Ramer le monde
«Je suis rameuse océanique et conférencière. J’ai ramé de Montréal à Havre-Aubert, aux îles de la Madeleine, du 25 juin au 8 septembre 2011. J’ai été la première Québécoise à traverser l’Atlantique à la rame (2010). Mon prochain défi : en mai 2012, traverser l’Atlantique Nord, des îles de la Madeleine jusqu’à la Bretagne, en France. »
Le rapport météo est formel : «Système dépressionnaire important se formant en fin de journée et pouvant donner des vents de 25 à 40 nœuds.» J’imagine Michel, mon «routeur météo»*, bien installé devant ses moniteurs, en proie au sentiment d’impuissance face à ma situation précaire. Dans mon canot à rames, me voilà flottant au cœur du golfe Saint-Laurent, entre la Gaspésie et les îles de la Madeleine. C’est la première fois que je suis aussi seule de toute ma vie.
Pour rejoindre le segment Havre-Aubert depuis Anse à Beaufils à la rame, j’avais évalué une semaine, 10 jours tout au plus. À mi-parcours, j’en suis déjà au jour 5 et je suis impatiente de retrouver mes rames. Et le rapport météo de Michel n’annonce rien de bon. Je parlemente, négocie, tente de marchander la gravité de la situation : mon routeur ne cède pas. Et son diagnostic reste le même.

- [Données fournies]

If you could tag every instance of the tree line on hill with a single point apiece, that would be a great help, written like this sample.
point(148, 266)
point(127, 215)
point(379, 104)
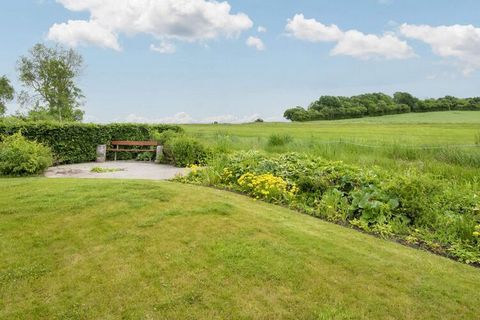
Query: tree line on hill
point(376, 104)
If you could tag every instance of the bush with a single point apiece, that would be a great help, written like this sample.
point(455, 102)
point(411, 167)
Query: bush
point(279, 140)
point(418, 208)
point(182, 151)
point(20, 157)
point(145, 156)
point(77, 142)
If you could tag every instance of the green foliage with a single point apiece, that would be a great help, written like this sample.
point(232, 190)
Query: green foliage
point(21, 157)
point(145, 156)
point(182, 151)
point(77, 142)
point(433, 211)
point(279, 140)
point(49, 75)
point(376, 104)
point(6, 94)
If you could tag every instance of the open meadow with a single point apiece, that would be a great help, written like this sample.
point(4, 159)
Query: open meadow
point(445, 144)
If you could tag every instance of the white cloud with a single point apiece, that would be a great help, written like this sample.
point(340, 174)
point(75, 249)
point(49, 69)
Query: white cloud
point(165, 47)
point(256, 43)
point(352, 42)
point(461, 42)
point(312, 30)
point(365, 46)
point(183, 118)
point(261, 29)
point(78, 32)
point(181, 20)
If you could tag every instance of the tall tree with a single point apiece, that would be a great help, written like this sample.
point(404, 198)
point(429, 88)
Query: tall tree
point(49, 75)
point(6, 94)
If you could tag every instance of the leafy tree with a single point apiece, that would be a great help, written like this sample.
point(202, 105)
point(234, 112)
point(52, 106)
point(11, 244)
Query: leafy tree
point(6, 94)
point(48, 75)
point(297, 114)
point(406, 99)
point(376, 104)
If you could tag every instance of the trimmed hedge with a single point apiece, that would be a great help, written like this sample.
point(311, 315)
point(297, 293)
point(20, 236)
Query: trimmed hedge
point(77, 142)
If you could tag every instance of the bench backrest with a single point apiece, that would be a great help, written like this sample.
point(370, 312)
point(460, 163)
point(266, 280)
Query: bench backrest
point(134, 143)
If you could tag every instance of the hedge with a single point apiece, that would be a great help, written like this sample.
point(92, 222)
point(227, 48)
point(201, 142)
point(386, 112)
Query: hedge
point(77, 142)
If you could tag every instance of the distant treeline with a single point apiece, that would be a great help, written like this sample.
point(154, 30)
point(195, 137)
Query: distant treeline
point(376, 104)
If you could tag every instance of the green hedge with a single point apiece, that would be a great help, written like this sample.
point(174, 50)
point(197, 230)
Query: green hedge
point(77, 142)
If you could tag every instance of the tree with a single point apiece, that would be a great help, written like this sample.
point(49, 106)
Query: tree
point(405, 98)
point(6, 94)
point(48, 75)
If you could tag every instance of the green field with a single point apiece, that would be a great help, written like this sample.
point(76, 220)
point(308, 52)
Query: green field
point(440, 143)
point(82, 249)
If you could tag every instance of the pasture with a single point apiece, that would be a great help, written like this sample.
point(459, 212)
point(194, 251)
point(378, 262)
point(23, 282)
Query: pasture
point(445, 144)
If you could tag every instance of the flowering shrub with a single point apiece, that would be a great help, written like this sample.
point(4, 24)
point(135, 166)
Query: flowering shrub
point(420, 209)
point(267, 187)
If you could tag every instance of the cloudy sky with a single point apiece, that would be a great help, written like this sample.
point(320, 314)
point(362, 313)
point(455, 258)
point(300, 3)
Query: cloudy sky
point(233, 61)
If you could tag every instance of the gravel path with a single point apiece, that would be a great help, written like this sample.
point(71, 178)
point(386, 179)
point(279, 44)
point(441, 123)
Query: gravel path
point(128, 170)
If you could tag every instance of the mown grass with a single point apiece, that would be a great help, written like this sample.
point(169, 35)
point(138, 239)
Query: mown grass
point(440, 143)
point(97, 249)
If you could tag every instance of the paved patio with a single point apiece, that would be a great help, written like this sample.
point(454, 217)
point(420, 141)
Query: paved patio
point(127, 170)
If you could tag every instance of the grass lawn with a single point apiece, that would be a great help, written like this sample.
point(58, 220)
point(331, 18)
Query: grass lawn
point(90, 249)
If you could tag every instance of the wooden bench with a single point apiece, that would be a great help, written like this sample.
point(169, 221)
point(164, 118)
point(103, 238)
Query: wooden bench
point(116, 146)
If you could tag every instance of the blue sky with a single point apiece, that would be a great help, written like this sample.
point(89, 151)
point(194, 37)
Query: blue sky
point(208, 72)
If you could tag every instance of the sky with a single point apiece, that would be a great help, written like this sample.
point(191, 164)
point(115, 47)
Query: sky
point(187, 61)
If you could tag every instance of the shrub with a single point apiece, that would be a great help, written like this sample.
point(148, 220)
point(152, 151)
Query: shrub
point(20, 157)
point(267, 187)
point(421, 209)
point(279, 140)
point(183, 151)
point(77, 142)
point(145, 156)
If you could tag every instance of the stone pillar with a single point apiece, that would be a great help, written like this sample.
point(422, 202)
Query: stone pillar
point(159, 154)
point(101, 153)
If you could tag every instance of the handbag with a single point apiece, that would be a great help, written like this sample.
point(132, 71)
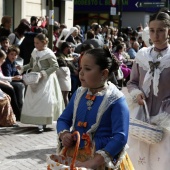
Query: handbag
point(145, 131)
point(119, 74)
point(31, 78)
point(62, 161)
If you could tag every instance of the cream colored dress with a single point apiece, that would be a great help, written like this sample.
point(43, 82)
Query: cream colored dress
point(43, 101)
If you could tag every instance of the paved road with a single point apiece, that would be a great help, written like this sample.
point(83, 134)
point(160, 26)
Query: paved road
point(23, 148)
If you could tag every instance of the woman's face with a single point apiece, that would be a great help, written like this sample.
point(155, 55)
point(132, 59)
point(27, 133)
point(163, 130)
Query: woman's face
point(12, 56)
point(2, 60)
point(39, 45)
point(158, 33)
point(90, 74)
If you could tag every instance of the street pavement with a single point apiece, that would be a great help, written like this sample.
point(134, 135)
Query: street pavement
point(23, 148)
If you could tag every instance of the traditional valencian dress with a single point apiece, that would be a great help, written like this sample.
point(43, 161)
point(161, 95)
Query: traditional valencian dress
point(105, 120)
point(7, 117)
point(151, 75)
point(43, 101)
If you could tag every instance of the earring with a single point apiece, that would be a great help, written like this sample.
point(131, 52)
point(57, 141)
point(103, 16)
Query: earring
point(102, 81)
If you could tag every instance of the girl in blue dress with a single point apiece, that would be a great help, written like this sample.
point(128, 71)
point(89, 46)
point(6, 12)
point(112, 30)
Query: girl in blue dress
point(99, 112)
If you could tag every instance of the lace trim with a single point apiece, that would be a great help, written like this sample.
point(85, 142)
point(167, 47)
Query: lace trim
point(109, 162)
point(162, 120)
point(142, 59)
point(44, 73)
point(134, 93)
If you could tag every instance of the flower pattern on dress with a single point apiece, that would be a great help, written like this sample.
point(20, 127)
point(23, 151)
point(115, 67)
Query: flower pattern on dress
point(141, 160)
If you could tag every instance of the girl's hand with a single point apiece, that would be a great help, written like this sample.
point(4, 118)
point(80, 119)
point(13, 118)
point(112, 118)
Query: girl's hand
point(18, 67)
point(18, 77)
point(140, 98)
point(67, 139)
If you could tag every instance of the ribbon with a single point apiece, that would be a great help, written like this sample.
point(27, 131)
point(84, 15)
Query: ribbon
point(82, 124)
point(153, 66)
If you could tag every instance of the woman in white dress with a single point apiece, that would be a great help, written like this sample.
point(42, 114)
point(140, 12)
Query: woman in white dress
point(43, 101)
point(149, 81)
point(64, 78)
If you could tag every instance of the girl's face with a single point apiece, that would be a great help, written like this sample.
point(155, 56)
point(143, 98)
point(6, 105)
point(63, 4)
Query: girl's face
point(90, 74)
point(158, 33)
point(39, 45)
point(5, 44)
point(2, 60)
point(12, 56)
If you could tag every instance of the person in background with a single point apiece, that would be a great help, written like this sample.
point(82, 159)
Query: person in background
point(5, 27)
point(55, 37)
point(134, 48)
point(4, 42)
point(126, 71)
point(149, 81)
point(9, 70)
point(70, 37)
point(7, 88)
point(17, 37)
point(43, 101)
point(64, 78)
point(98, 111)
point(7, 117)
point(65, 53)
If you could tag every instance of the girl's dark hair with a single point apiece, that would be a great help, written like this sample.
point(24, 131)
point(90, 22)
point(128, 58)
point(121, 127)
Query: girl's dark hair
point(162, 15)
point(61, 62)
point(104, 59)
point(119, 47)
point(2, 54)
point(15, 49)
point(22, 27)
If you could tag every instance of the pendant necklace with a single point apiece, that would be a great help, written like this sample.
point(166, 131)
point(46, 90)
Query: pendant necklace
point(91, 98)
point(90, 101)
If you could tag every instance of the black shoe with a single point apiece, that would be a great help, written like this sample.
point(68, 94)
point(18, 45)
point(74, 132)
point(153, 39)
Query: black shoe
point(15, 125)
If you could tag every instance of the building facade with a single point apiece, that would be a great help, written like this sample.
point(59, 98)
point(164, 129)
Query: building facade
point(19, 9)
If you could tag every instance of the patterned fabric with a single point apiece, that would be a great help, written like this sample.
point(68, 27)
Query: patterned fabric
point(7, 117)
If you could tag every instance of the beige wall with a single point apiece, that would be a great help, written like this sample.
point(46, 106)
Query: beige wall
point(67, 9)
point(1, 9)
point(28, 8)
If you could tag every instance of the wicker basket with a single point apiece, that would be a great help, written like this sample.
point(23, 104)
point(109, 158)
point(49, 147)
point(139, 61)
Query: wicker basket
point(31, 78)
point(144, 131)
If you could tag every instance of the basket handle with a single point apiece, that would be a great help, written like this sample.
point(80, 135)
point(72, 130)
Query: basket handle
point(72, 165)
point(28, 70)
point(147, 112)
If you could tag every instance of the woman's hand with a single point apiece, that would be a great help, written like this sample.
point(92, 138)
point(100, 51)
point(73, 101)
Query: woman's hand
point(140, 98)
point(18, 77)
point(6, 83)
point(67, 139)
point(18, 67)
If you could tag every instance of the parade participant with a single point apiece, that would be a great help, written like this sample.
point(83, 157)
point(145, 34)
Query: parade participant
point(7, 88)
point(43, 101)
point(149, 81)
point(97, 110)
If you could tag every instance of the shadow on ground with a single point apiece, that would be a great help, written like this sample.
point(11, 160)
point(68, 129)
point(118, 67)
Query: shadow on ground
point(40, 154)
point(22, 130)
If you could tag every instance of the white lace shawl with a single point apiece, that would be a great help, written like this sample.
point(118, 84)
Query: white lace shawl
point(142, 58)
point(111, 94)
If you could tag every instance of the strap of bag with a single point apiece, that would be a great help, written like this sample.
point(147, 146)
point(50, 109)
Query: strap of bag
point(147, 112)
point(72, 165)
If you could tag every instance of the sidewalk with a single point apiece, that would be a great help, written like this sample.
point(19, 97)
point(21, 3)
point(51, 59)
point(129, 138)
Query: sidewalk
point(23, 148)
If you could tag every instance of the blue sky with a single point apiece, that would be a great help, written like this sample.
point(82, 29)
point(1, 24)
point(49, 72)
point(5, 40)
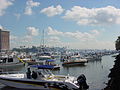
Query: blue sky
point(78, 24)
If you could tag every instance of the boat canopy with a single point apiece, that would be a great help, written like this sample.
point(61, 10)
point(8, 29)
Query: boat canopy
point(43, 66)
point(50, 60)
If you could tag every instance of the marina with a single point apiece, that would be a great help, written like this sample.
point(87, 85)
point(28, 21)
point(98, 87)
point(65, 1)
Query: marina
point(96, 72)
point(59, 45)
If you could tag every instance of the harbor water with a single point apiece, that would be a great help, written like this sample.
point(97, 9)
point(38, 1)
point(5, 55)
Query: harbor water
point(96, 72)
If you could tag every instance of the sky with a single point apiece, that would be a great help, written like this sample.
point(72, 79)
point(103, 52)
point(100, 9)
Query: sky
point(75, 24)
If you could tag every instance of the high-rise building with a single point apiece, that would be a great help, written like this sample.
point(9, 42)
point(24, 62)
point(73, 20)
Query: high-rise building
point(4, 40)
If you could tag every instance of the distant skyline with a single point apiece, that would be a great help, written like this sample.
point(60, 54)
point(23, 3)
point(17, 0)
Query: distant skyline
point(76, 24)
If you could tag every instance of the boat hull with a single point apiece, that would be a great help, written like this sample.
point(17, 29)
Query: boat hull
point(11, 65)
point(37, 84)
point(73, 63)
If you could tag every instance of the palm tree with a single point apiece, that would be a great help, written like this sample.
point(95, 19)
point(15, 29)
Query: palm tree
point(117, 43)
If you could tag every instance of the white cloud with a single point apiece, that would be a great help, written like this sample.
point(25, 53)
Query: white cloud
point(54, 39)
point(51, 31)
point(13, 38)
point(17, 15)
point(76, 35)
point(52, 11)
point(30, 4)
point(4, 4)
point(32, 31)
point(95, 16)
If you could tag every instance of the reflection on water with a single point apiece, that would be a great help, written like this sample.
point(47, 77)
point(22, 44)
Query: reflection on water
point(96, 72)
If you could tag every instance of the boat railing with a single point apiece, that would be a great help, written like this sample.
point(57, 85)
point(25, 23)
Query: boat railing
point(11, 72)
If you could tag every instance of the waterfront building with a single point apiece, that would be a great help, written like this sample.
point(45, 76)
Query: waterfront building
point(4, 40)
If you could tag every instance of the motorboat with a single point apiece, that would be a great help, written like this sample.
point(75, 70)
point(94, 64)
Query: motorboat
point(9, 61)
point(74, 60)
point(52, 67)
point(41, 79)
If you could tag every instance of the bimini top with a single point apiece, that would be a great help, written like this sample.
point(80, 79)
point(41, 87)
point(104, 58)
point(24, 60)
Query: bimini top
point(50, 60)
point(42, 66)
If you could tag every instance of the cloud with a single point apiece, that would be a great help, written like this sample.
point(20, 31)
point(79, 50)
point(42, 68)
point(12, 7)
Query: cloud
point(17, 15)
point(51, 31)
point(94, 16)
point(30, 4)
point(4, 4)
point(54, 39)
point(76, 35)
point(52, 11)
point(32, 31)
point(13, 38)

- [Tâches à réaliser]
(a) Recopiez dans l'extrait tout le passage allant de «Le rapport météo est» jusqu'à «toute ma vie.».
(b) Relevez toutes les dates et années citées dans l'extrait.
(c) Veuillez résumer en quelques phrases le paragraphe de l'extrait qui commence par «Pour rejoindre le segment», en gardant ses faits principaux.

- [Résultats par tâche]
(a)
Le rapport météo est formel : «Système dépressionnaire important se formant en fin de journée et pouvant donner des vents de 25 à 40 nœuds.» J’imagine Michel, mon «routeur météo»*, bien installé devant ses moniteurs, en proie au sentiment d’impuissance face à ma situation précaire. Dans mon canot à rames, me voilà flottant au cœur du golfe Saint-Laurent, entre la Gaspésie et les îles de la Madeleine. C’est la première fois que je suis aussi seule de toute ma vie.

(b)
25 juin
8 septembre 2011
2010
mai 2012

(c) Elle avait prévu une semaine, dix jours au plus, pour aller à la rame d'Anse à Beaufils à Havre-Aubert. À mi-parcours, elle en est déjà au jour 5 et a hâte de retrouver ses rames. Le rapport météo de Michel est mauvais. Elle tente de négocier, mais son routeur ne cède pas et maintient son diagnostic.